** PASSAGE **
- - - -
Friday, April 15, 2011

budget

I am, if nothing else, glad to see that substantive matters are finally being discussed. This should be, if this were a sane world, the time for the Palins and Bachmanns of the political stage to exit and allow those who know what they're talking about to hash out the details and come up with a budget. This won't happen. Instead, the fringe will demand ever lower taxes, talk about death panels, socialism and the like--just in time for election 2012. The sane conservatives (of whom Paul Ryan is one, even if I disagree with him) will be ignored and lambasted as "RINO's" and we'll probably default as a country on our debt. Paul Ryan's budget does the following things which, I think, are non-debatable:

  1. proposed subsidies are tied to inflation--not the rate of the rise in health care costs

  2. tax breaks for the top income earners (a reduction from 35% to 25% of income over $1 million annually)and corporations are included

  3. Defunds Obama Care

Obama's plan does the following:



  1. let's tax rates return to what they were previously on the top income earners

  2. cuts military spending

  3. funds Obama Care

That being said, there is now time and direction for a real debate about the budget--if it's not derailed by ridiculous partisan bickering and non-essential issues. Will we talk about the future of medicare, or will we get stuck debating the merits of letting Washingtonians pay for their own abortions? Will we talk about the overt waste in our military budget, or will we be sidetracked with discussions of gay marriage?
- - - -
Items from a data source:
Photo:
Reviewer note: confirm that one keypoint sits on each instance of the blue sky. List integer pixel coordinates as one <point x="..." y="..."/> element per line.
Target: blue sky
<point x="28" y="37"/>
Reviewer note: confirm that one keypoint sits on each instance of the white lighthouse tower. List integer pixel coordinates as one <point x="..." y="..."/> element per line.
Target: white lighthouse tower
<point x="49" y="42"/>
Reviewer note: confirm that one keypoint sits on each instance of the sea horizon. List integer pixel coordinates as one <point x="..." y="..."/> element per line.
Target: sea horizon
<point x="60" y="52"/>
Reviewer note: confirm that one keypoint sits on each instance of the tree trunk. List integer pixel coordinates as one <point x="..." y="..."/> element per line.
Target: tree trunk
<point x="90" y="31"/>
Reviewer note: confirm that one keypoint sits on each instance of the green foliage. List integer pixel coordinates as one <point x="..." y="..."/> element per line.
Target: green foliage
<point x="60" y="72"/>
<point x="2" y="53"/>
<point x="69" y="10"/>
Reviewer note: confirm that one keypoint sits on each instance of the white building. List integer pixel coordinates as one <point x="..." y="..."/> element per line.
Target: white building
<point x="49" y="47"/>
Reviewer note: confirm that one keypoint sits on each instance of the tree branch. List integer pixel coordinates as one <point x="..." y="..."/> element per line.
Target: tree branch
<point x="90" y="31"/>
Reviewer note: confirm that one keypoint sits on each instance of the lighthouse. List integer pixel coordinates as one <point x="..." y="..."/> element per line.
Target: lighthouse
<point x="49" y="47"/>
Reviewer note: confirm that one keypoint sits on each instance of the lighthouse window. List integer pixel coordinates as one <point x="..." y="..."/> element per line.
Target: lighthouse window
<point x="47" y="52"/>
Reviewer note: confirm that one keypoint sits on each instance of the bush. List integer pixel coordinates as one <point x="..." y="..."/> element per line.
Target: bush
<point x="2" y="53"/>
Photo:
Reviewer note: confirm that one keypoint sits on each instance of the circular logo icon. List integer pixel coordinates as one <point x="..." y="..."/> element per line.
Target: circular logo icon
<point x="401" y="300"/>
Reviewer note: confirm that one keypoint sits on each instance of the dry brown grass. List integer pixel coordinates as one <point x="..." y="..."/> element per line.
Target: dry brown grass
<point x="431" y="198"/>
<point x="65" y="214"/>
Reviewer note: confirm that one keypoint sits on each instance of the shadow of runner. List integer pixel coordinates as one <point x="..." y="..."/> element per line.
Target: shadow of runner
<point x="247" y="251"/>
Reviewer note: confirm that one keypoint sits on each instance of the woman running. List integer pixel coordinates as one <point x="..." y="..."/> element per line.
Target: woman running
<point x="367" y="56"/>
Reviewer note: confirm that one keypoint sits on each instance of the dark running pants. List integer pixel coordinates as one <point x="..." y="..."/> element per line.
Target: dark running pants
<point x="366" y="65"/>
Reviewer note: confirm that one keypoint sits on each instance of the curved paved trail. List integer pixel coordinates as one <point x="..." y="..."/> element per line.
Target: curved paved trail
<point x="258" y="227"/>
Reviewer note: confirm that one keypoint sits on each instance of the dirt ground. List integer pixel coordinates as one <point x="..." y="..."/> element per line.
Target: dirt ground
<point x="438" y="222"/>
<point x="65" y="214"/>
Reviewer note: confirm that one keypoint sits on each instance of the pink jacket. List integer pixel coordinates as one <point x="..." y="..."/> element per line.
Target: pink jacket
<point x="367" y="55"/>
- - - -
** GOAL OF THE EXERCISE **
Reproduce the portion of the budget passage that begins at the words "Obama's plan does" and stops after the words "of gay marriage?".

** EXERCISE RESPONSE **
Obama's plan does the following:



  1. let's tax rates return to what they were previously on the top income earners

  2. cuts military spending

  3. funds Obama Care

That being said, there is now time and direction for a real debate about the budget--if it's not derailed by ridiculous partisan bickering and non-essential issues. Will we talk about the future of medicare, or will we get stuck debating the merits of letting Washingtonians pay for their own abortions? Will we talk about the overt waste in our military budget, or will we be sidetracked with discussions of gay marriage?